* Exercise prompt:
Copy the following lines exactly as they appear, leaving out the pictures.

* begin Data provided *

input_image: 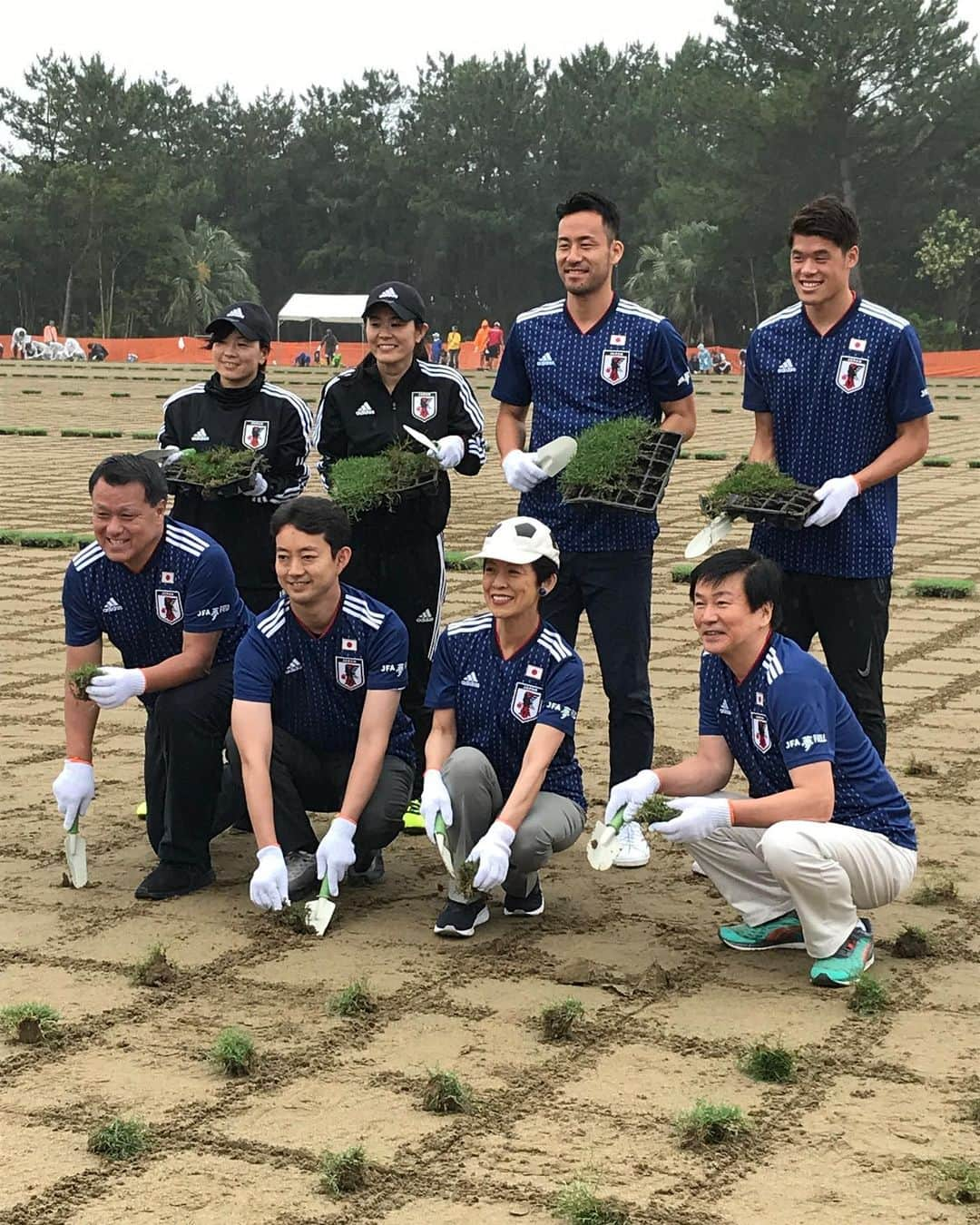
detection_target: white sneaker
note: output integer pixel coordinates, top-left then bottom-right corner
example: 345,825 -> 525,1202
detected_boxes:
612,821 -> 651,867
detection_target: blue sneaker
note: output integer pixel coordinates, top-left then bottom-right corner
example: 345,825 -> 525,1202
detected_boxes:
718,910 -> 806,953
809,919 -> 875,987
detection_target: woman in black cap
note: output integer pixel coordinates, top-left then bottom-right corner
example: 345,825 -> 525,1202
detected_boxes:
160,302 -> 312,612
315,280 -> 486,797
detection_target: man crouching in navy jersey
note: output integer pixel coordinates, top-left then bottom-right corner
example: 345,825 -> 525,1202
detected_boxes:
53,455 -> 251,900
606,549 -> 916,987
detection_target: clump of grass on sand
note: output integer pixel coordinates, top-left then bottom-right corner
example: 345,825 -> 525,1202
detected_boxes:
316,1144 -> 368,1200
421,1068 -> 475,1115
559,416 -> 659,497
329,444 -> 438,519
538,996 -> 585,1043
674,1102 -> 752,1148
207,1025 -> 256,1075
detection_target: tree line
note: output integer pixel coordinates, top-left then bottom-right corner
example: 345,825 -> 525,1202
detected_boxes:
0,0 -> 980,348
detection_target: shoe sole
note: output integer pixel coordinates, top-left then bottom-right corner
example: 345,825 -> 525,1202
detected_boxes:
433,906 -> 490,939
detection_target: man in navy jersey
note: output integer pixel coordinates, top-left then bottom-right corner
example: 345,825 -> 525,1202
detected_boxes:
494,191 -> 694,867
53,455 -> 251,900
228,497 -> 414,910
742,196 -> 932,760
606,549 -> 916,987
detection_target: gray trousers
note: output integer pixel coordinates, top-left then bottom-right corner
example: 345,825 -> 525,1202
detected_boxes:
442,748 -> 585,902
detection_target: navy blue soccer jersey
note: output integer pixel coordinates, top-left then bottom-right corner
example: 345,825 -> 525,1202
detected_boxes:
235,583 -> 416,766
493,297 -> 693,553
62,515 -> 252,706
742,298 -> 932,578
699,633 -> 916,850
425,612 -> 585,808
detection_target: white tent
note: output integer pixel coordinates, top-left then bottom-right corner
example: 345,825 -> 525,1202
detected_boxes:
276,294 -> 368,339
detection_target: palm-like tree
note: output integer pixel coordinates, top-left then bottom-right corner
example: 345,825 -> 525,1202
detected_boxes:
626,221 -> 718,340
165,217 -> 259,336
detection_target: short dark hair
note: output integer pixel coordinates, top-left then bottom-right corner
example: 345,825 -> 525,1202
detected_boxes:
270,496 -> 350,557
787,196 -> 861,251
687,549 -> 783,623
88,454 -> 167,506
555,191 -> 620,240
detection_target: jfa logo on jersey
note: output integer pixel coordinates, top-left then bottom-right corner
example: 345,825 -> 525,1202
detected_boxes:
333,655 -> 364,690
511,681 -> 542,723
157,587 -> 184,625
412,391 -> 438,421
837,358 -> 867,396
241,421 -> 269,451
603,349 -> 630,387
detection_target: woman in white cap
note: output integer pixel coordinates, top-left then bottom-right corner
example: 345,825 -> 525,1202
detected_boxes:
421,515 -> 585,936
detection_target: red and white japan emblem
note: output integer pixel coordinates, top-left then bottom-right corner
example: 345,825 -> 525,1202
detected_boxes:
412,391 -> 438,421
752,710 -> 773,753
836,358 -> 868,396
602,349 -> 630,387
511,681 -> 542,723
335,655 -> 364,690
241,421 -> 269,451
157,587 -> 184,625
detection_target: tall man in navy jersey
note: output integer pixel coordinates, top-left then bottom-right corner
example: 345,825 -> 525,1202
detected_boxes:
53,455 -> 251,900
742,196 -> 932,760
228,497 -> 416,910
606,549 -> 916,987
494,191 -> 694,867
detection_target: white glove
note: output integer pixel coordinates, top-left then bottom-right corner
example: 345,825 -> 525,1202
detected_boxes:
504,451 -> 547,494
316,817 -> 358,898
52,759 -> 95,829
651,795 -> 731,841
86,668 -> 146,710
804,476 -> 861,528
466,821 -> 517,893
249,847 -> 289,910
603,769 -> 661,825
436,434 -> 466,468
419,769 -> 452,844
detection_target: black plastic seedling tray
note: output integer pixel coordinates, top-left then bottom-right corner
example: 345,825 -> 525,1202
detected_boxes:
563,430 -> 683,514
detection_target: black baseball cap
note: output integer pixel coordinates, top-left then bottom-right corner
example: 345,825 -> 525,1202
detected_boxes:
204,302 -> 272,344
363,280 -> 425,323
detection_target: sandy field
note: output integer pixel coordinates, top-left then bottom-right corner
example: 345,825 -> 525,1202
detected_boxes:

* end Data provided *

* Exercise result:
input_image: 
detection_target: white sneaker
note: output integer pixel coordinates, top-left then bottom-right corner
example: 345,825 -> 525,1202
detected_boxes:
612,821 -> 651,867
detection_target: blue sneaker
note: output integer pixel coordinates, top-left then bottom-right corner
example: 345,825 -> 525,1202
detected_boxes:
718,910 -> 806,953
809,919 -> 875,987
detection_target: woman in black cap
note: output integer pixel coordinates, top-left then bottom-right corner
example: 345,825 -> 525,1202
detected_boxes:
160,302 -> 312,612
315,280 -> 486,797
detection_target: man crouching in navy jersey
note: output integer pixel coordinates, top-left then bottom-right corner
example: 345,825 -> 525,1202
detected_boxes:
53,455 -> 251,900
606,549 -> 916,987
detection_target: clump of grass on sand
note: output integer pixel coordinates, top-left then bottom-right corner
example: 345,825 -> 525,1202
detected_boxes:
316,1144 -> 368,1200
421,1068 -> 475,1115
559,416 -> 659,497
329,444 -> 438,519
538,996 -> 585,1043
674,1102 -> 752,1148
207,1025 -> 256,1075
detection_target: tree line
note: output integer pixel coordinates, top-left then bottom-right corner
example: 345,825 -> 525,1202
detected_boxes:
0,0 -> 980,348
detection_target: shoe sole
note: output integer pixel coordinates, top-left then bottom-right corner
example: 345,825 -> 525,1202
detected_boxes:
433,906 -> 490,939
detection_target: man in navy jersey
note: output integer pixel coordinates, top-left then bottom-right corner
example: 345,825 -> 525,1202
detected_boxes:
494,191 -> 694,867
53,455 -> 251,900
228,497 -> 414,910
742,196 -> 932,760
606,549 -> 916,987
detection_target: gray trousers
note: output integer pixel coordinates, top-left then bottom-right corner
example: 345,825 -> 525,1202
detected_boxes:
442,748 -> 585,902
detection_target: navy blue soccer jersey
note: output integer pixel coordinates, top-left then bottom-right corner
example: 345,825 -> 525,1202
detected_boxes:
235,583 -> 416,766
493,297 -> 693,553
62,515 -> 252,706
742,298 -> 932,578
699,633 -> 916,850
425,612 -> 585,808
detection_target: white tent
note: output integer pixel coordinates, top-left then bottom-right corner
example: 345,825 -> 525,1202
detected_boxes:
276,294 -> 368,339
detection_target: palm-like tree
note: output integer pixel coordinates, top-left then bottom-right corner
example: 345,825 -> 525,1202
detected_boxes:
626,221 -> 718,340
165,217 -> 259,336
detection_target: short dark hair
note: output integer pixel coordinates, top-left then bottom-right corner
example: 345,825 -> 525,1202
detected_boxes:
270,496 -> 350,557
787,196 -> 861,251
687,549 -> 783,623
88,454 -> 167,506
555,191 -> 620,240
detection_target: jfa logo on jersey
note: output integer pixel coordinates, top-left then bottom-right corner
example: 345,825 -> 525,1202
detected_boxes:
333,655 -> 364,690
511,681 -> 542,723
157,587 -> 184,625
412,391 -> 438,421
837,358 -> 867,396
241,421 -> 269,451
603,349 -> 630,387
detection_target: woman in white cap
note: output integer pixel coordinates, top-left then bottom-right corner
example: 345,825 -> 525,1202
detected_boxes:
421,515 -> 585,936
detection_target: red and white japan emblem
note: output integer pixel coordinates, top-left then bottom-right corner
example: 345,825 -> 525,1202
detected_boxes:
412,391 -> 438,421
752,710 -> 773,753
836,358 -> 868,396
602,349 -> 630,387
511,681 -> 542,723
335,655 -> 364,690
241,421 -> 269,451
157,587 -> 184,625
detection_target: tall man in navy jersey
note: output integer pixel coordinates, top-left then bottom-right corner
example: 345,825 -> 525,1202
detected_boxes:
53,455 -> 251,900
742,196 -> 932,760
228,497 -> 416,910
606,549 -> 916,987
494,191 -> 694,867
detection_target: white glove
note: output integer pixel coordinates, top-left then bottom-right corner
example: 345,825 -> 525,1202
detected_boxes:
504,451 -> 547,494
316,817 -> 358,898
52,759 -> 95,829
651,795 -> 731,841
86,668 -> 146,710
804,476 -> 861,528
466,821 -> 517,893
249,847 -> 289,910
603,769 -> 661,825
436,434 -> 466,468
419,769 -> 452,844
detection_target: black plastic seedling tray
note: output integer pixel coordinates, top-left then bottom-right corner
example: 345,825 -> 525,1202
detected_boxes:
563,430 -> 683,514
detection_target: black baseball cap
note: output integer pixel coordinates, top-left then bottom-right corner
example: 345,825 -> 525,1202
detected_boxes:
204,302 -> 272,344
363,280 -> 425,323
detection_target: sandy field
note: output integer pixel coordinates, top-left then bottom-right corner
example: 345,825 -> 525,1202
detected_boxes:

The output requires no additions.